▸ WORK INSTRUCTIONS:
Rewrite the listing below, replacing "metal railing" with "steel railing" and keeping every other part the same.

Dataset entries
= = = = =

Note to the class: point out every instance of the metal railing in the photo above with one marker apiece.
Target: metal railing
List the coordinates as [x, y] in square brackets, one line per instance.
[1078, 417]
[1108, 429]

= = = = =

▸ RESPONSE FOR THIS EXERCISE:
Note to the class: point out every instance of the steel railing in the photo above with one marker apiece.
Target: steel railing
List the coordinates as [x, y] in square brackets, one line per instance.
[1078, 417]
[1108, 429]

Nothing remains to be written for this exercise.